> _Document text_

__________________________________________________

# Hey everyone!



## Kiara's Mom (Aug 21, 2006)

Hey there everyone! I'm Sherry, a 21 year old married kitty and puppy mom  My husband and I just got our kitten on Saturday, so we're still getting to know eachother  (I've had my dogs for a year now). We also have a ferret too, so it's quite a household! I've been an animal lover all my life, and I feel previlaged enough to have had a cat and dogs my whole life. I'm sure this will be a fun forum and I look forward to getting to know everyone and their cats


----------



## simeysbluis (Aug 20, 2006)

Hi, I am new here too! Welcome. Sounds like a fun household. Good luck with the new kitten.


----------



## kitkat (Sep 22, 2003)

Welcome to the forum Sherry :!:


----------



## DesnBaby (Apr 18, 2004)

__________________________________________________

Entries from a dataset

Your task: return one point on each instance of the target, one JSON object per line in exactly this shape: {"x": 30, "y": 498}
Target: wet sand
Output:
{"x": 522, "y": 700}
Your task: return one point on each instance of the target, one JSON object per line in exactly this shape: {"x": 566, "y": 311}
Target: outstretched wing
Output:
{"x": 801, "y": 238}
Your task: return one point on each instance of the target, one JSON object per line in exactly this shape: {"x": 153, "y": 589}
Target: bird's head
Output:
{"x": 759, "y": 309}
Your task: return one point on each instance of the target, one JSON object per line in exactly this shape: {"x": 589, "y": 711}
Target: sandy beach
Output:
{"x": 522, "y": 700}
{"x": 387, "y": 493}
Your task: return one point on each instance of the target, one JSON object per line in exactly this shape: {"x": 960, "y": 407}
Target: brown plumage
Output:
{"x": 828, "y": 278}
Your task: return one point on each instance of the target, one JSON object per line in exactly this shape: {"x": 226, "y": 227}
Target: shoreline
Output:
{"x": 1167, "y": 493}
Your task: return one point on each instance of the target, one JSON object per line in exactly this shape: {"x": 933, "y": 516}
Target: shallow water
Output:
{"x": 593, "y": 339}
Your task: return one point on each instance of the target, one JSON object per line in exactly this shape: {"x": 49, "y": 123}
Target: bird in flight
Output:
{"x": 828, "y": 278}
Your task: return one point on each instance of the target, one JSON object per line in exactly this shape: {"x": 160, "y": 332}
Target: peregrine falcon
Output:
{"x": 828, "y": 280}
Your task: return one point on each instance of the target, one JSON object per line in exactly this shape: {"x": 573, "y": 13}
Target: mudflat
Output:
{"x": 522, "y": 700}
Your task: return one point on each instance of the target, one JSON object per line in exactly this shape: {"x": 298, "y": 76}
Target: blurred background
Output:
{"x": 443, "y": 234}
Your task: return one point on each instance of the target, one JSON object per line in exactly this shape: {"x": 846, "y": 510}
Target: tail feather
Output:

__________________________________________________

> _Problems and tasks_
1. List every username that appears as a post header in the forum thread.
2. Reproduce the passage of the forum thread that begins at the words "# Hey everyone!" and stops after "(Aug 20, 2006)", swapping "ferret" for "rabbit".
3. Carry the forum thread on from where it stops, writing the part that comes next.

> _Answers per task_
1. Kiara's Mom, simeysbluis, kitkat, DesnBaby

2.
# Hey everyone!



## Kiara's Mom (Aug 21, 2006)

Hey there everyone! I'm Sherry, a 21 year old married kitty and puppy mom  My husband and I just got our kitten on Saturday, so we're still getting to know eachother  (I've had my dogs for a year now). We also have a rabbit too, so it's quite a household! I've been an animal lover all my life, and I feel previlaged enough to have had a cat and dogs my whole life. I'm sure this will be a fun forum and I look forward to getting to know everyone and their cats


----------



## simeysbluis (Aug 20, 2006)

3.
Welcome to the forum, do post pictures if you can!


----------



## Lisa 216 (Oct 25, 2004)

Hi Sherry and welcome


----------



## Mitts & Tess (Sep 4, 2004)

Welcome Sherry. You will love it here. Sounds like you need some fish also to add to your menagerie!


----------



## Kiara's Mom (Aug 21, 2006)

Mitts & Tess said:


> Welcome Sherry. You will love it here. Sounds like you need some fish also to add to your menagerie!


lol we have 6 fish lol hehe crazy family huh? I love them all though!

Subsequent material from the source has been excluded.